EXERCISE: Set down each line exactly, beginning with the one that contains "Satellite imagery analysis: find every glass" and continuing through the last line of the listing, and nothing else.

RECORDS SHOWN:
════════════════════
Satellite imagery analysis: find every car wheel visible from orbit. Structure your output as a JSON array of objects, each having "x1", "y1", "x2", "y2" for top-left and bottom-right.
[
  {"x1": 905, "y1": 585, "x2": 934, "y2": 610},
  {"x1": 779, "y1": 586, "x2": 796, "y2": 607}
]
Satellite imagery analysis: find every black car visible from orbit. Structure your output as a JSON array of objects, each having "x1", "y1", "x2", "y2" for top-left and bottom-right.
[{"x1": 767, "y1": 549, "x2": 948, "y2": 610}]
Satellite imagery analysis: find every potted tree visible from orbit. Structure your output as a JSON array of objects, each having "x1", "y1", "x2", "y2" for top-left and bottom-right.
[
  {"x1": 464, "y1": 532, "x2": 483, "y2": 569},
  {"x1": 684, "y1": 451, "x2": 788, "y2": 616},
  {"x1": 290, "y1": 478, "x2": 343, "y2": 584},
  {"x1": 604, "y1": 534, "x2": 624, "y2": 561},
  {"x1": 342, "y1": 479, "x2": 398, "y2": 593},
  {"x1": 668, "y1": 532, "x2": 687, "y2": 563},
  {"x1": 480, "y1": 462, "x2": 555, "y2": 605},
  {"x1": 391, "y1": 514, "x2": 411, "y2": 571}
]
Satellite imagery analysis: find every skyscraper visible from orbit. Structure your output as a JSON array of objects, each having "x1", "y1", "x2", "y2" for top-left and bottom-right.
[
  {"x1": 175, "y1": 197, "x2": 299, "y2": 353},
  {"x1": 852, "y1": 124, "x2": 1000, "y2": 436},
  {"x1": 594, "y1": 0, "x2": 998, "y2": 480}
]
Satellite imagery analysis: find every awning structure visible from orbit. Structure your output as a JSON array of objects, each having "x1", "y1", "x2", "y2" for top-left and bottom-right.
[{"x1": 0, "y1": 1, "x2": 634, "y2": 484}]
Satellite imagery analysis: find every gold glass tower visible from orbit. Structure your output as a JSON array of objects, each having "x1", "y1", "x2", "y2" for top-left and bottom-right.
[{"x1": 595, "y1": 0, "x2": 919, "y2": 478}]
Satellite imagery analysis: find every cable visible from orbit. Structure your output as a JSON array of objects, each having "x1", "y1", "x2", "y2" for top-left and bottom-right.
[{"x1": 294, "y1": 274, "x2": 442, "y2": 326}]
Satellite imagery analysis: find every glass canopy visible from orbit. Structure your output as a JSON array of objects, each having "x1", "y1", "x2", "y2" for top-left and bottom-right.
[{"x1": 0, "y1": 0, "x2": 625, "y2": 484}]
════════════════════
FINISHED EXERCISE:
Satellite imagery analysis: find every glass canopy visible from orbit. Structure your output as a JSON array of objects, each having "x1", "y1", "x2", "y2" for top-left and bottom-right.
[{"x1": 0, "y1": 0, "x2": 625, "y2": 484}]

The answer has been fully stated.